• **TASK ITEM**
The answer must consist of every line in the records below that contains the string "puppy".

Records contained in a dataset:
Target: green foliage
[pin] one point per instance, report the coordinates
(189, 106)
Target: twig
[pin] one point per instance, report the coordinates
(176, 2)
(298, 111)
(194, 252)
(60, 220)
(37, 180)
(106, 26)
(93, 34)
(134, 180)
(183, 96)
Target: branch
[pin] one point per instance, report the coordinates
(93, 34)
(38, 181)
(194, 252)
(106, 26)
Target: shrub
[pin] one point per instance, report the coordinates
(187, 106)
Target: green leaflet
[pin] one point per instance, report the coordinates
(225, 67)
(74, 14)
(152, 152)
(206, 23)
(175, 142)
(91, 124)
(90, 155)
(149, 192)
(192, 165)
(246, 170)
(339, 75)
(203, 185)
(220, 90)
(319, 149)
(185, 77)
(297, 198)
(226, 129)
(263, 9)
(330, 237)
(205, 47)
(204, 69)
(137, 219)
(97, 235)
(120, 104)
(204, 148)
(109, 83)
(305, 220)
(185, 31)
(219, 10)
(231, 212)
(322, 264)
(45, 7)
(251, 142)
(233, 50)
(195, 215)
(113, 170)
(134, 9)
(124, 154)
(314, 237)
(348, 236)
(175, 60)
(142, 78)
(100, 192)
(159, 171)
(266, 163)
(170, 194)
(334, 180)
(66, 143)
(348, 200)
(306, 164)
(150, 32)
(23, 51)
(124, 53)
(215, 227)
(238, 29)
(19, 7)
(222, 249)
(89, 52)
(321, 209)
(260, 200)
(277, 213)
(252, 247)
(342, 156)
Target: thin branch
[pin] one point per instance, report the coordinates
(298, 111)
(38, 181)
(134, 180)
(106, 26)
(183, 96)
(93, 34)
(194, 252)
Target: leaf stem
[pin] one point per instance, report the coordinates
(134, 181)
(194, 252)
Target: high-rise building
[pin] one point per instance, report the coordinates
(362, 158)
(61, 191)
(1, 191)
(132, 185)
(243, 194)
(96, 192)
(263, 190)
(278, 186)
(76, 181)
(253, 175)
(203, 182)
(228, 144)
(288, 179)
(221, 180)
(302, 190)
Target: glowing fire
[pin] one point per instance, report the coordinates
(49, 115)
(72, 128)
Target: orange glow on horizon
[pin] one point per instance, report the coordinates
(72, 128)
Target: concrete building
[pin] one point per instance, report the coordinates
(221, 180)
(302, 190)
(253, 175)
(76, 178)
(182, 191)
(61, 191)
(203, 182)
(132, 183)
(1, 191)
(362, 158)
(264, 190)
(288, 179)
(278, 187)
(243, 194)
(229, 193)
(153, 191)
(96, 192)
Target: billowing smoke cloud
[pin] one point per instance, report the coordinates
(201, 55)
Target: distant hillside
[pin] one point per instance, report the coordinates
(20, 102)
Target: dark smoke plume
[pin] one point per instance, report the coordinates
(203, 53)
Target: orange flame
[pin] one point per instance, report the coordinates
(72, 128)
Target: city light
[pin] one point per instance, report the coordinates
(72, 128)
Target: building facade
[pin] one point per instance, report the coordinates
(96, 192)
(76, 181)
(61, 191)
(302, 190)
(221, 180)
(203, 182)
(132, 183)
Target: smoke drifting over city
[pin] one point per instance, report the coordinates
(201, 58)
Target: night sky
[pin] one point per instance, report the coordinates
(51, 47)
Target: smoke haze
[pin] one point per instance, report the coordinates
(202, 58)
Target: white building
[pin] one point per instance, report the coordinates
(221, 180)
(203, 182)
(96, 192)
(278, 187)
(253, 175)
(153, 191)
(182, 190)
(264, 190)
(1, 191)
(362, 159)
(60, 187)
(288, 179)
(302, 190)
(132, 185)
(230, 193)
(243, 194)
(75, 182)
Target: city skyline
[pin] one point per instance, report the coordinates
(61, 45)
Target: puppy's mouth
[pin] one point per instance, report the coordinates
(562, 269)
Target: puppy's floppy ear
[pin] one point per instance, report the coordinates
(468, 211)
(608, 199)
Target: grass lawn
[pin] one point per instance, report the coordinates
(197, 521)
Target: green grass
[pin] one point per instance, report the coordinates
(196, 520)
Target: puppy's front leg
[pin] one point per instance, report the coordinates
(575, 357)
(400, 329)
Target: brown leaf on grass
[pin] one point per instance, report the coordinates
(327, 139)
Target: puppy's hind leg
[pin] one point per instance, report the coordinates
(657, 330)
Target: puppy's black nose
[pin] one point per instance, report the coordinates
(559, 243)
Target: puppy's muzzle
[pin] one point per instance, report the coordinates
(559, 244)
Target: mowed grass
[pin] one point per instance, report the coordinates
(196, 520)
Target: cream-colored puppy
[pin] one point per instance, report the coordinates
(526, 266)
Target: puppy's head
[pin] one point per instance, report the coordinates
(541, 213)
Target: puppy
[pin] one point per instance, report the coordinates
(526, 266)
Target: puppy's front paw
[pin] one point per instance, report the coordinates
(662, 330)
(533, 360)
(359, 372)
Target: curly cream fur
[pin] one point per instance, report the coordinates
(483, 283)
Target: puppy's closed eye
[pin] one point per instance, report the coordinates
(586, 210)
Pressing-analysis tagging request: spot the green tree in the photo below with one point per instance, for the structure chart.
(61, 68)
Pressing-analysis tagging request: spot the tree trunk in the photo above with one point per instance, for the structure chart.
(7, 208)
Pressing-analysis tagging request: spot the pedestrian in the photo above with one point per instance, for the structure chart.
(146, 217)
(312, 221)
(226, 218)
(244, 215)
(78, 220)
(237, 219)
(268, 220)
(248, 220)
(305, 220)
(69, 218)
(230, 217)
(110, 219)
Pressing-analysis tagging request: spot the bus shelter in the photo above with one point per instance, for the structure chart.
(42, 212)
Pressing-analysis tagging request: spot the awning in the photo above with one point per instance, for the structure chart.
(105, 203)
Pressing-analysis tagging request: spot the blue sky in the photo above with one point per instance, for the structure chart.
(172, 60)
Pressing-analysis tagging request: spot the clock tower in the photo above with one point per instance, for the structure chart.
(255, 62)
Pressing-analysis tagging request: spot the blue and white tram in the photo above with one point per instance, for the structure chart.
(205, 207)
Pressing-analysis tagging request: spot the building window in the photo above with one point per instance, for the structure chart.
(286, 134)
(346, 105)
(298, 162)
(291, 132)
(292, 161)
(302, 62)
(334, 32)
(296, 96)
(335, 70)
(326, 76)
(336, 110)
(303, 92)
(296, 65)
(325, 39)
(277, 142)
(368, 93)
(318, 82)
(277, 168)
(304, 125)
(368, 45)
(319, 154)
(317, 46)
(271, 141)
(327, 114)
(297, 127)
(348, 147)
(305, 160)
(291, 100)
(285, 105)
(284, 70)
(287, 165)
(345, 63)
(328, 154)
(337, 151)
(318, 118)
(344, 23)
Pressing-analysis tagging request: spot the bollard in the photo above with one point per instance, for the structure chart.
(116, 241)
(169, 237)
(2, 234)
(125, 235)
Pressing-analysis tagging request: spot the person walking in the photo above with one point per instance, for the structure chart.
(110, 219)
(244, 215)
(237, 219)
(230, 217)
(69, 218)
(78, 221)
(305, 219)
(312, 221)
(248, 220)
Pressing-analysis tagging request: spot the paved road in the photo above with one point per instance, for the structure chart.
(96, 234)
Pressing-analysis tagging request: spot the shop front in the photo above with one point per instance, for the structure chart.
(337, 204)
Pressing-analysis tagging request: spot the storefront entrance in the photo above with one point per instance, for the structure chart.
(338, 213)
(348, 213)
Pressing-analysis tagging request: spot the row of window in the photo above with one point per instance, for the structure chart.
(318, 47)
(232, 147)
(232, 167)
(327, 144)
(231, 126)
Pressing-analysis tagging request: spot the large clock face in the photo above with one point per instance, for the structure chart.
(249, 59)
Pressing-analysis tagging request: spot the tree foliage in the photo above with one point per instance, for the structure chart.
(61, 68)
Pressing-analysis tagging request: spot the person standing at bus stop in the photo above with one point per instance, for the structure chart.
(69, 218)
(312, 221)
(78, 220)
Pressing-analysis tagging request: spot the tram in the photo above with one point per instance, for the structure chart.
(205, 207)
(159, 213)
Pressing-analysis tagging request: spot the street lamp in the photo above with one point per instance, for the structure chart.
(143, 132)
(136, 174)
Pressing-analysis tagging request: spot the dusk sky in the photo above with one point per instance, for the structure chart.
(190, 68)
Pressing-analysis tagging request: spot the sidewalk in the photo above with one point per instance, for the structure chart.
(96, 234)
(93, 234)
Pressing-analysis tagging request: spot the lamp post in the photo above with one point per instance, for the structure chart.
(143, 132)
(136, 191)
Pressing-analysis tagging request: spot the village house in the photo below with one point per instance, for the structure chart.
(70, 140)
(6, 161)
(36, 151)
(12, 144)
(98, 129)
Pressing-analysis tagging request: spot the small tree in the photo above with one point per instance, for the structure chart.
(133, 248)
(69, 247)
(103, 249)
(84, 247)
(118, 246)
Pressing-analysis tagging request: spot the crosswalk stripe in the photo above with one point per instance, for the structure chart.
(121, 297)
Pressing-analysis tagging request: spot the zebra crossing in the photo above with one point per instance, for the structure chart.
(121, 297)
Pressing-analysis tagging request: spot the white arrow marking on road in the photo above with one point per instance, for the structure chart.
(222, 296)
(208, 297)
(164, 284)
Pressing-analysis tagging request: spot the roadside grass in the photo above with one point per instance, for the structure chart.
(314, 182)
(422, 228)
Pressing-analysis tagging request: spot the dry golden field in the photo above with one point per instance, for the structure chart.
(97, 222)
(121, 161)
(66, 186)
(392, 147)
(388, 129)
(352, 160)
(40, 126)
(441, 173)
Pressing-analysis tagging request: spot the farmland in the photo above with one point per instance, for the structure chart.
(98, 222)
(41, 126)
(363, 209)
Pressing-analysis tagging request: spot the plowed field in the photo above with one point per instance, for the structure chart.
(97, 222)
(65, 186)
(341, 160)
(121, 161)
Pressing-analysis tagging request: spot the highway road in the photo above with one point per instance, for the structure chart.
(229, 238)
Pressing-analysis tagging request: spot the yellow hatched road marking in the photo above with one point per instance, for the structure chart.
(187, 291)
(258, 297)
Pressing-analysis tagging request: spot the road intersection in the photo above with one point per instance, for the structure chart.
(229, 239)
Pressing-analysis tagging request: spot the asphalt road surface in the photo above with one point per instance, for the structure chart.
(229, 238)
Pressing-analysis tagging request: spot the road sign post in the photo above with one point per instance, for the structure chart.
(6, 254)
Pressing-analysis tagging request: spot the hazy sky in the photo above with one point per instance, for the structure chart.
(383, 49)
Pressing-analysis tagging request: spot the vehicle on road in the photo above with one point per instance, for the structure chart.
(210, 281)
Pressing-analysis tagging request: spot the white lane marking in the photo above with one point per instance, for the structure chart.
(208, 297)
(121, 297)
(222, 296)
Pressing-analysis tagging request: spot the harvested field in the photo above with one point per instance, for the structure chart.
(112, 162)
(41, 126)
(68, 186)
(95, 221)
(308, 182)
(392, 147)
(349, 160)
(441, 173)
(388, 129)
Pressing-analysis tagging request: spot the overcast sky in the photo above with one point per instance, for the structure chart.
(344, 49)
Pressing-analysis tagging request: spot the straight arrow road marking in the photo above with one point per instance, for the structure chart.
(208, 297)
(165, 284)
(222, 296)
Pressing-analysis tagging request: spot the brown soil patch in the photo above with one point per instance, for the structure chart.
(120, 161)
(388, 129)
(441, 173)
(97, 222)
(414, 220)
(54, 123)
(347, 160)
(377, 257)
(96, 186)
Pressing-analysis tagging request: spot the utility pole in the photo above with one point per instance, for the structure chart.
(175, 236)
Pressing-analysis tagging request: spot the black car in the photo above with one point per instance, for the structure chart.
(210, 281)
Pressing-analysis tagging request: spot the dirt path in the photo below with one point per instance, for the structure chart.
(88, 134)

• **RESULT OF THIS EXERCISE**
Target: puppy's mouth
Target: puppy's floppy ear
Target: puppy's front leg
Target: puppy's hind leg
Target: puppy's black nose
Target: puppy's muzzle
Target: cream-colored puppy
Target: puppy's head
Target: puppy
Target: puppy's front paw
Target: puppy's closed eye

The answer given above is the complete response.